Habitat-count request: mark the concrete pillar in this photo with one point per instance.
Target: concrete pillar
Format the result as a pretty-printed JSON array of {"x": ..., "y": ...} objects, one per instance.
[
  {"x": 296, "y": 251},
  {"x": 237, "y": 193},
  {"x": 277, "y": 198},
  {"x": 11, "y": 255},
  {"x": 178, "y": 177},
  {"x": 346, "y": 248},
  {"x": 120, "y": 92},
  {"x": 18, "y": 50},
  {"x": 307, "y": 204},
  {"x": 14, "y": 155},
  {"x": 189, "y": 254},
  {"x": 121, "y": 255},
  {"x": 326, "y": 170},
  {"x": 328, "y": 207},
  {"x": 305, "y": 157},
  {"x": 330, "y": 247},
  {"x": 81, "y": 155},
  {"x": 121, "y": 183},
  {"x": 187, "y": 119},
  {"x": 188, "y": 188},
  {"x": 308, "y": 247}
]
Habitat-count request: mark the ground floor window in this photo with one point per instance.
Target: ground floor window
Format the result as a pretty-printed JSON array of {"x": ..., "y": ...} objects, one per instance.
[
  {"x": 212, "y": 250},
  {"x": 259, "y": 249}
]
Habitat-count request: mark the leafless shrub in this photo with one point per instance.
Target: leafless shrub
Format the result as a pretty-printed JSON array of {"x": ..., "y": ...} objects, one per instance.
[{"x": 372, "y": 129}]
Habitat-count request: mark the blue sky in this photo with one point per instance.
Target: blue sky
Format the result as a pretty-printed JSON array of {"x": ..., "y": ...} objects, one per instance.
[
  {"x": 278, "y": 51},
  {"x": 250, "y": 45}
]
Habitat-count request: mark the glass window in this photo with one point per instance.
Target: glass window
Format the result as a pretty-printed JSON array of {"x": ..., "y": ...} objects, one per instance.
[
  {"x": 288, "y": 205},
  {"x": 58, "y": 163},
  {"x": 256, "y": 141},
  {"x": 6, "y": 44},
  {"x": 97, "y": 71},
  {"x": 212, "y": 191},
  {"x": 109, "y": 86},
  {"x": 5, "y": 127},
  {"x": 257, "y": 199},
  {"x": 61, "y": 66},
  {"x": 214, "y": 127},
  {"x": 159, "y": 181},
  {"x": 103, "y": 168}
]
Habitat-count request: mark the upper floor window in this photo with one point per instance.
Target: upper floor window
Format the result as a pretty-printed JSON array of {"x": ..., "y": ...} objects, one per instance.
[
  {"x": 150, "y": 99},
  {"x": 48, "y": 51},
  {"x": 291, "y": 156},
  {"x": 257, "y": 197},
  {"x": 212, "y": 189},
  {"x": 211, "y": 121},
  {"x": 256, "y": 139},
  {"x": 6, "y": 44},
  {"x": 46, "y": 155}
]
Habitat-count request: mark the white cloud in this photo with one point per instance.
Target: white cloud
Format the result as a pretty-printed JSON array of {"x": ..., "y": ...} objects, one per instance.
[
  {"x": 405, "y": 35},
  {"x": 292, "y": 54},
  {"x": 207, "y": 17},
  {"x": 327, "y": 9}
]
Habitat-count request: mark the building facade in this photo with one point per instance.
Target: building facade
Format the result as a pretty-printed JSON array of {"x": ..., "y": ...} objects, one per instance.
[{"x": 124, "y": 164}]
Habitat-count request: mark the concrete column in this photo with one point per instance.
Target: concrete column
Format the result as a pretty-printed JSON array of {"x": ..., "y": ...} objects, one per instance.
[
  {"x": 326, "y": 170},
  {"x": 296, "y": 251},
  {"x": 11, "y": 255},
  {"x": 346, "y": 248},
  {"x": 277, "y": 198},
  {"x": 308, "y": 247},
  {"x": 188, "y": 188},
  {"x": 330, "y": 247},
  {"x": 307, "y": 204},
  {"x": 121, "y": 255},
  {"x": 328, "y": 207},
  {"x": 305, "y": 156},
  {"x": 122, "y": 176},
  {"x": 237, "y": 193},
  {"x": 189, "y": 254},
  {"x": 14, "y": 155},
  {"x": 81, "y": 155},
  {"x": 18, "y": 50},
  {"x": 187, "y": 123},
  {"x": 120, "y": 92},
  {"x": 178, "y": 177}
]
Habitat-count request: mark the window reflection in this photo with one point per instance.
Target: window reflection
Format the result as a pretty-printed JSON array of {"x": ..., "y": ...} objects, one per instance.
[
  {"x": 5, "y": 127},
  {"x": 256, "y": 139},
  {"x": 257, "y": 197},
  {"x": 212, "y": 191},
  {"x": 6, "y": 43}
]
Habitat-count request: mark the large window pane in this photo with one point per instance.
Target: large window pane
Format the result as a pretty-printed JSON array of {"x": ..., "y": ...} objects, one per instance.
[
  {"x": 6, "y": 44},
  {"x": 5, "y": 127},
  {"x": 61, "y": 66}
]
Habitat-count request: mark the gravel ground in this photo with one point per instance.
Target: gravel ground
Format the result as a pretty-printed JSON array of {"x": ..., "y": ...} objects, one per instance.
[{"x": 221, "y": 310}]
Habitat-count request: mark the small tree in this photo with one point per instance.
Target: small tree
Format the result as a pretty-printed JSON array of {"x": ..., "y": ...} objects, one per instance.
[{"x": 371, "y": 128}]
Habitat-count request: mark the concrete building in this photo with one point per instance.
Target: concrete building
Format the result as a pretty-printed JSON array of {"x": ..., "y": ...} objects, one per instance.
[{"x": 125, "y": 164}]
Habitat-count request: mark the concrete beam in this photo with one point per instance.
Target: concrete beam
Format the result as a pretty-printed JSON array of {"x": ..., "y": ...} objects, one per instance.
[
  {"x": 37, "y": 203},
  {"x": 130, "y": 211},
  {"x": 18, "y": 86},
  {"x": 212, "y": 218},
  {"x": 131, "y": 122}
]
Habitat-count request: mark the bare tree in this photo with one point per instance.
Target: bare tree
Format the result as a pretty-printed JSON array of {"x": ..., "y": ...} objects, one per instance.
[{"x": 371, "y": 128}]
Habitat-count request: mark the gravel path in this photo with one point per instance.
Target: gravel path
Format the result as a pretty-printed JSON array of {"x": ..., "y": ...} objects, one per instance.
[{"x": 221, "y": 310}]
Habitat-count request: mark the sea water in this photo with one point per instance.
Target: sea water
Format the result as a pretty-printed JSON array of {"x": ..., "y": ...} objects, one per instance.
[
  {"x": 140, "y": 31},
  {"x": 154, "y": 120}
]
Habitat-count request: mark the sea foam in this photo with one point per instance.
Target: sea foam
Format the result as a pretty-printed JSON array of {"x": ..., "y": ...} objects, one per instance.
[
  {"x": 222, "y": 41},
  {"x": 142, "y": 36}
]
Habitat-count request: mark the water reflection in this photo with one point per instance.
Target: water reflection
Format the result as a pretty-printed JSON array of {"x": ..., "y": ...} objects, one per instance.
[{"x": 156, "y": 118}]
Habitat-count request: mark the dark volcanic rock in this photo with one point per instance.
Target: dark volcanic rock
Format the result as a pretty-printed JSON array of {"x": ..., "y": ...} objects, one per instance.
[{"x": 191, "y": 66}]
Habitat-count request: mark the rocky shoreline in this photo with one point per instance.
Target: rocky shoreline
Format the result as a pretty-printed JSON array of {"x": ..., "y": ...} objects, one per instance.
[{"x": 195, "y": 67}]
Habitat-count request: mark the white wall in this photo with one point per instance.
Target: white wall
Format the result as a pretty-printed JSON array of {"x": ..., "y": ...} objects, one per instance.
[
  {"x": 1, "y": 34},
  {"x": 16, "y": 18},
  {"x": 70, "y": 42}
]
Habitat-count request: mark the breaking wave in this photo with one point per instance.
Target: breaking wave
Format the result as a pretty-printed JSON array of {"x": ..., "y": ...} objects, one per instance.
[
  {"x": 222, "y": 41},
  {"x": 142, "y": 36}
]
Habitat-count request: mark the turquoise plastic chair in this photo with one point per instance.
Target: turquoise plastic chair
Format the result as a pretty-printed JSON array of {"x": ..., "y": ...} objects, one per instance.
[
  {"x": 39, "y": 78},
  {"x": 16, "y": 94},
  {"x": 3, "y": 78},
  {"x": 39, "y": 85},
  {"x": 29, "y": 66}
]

=== What needs to be done ===
Wherever the word "gravel" appears in the listing above, copy the whole line.

=== Your response ===
Habitat-count request: mark the gravel ground in this photo with one point per instance.
Target: gravel ground
Habitat-count request: mark the gravel path in this photo with one point per instance.
Target: gravel path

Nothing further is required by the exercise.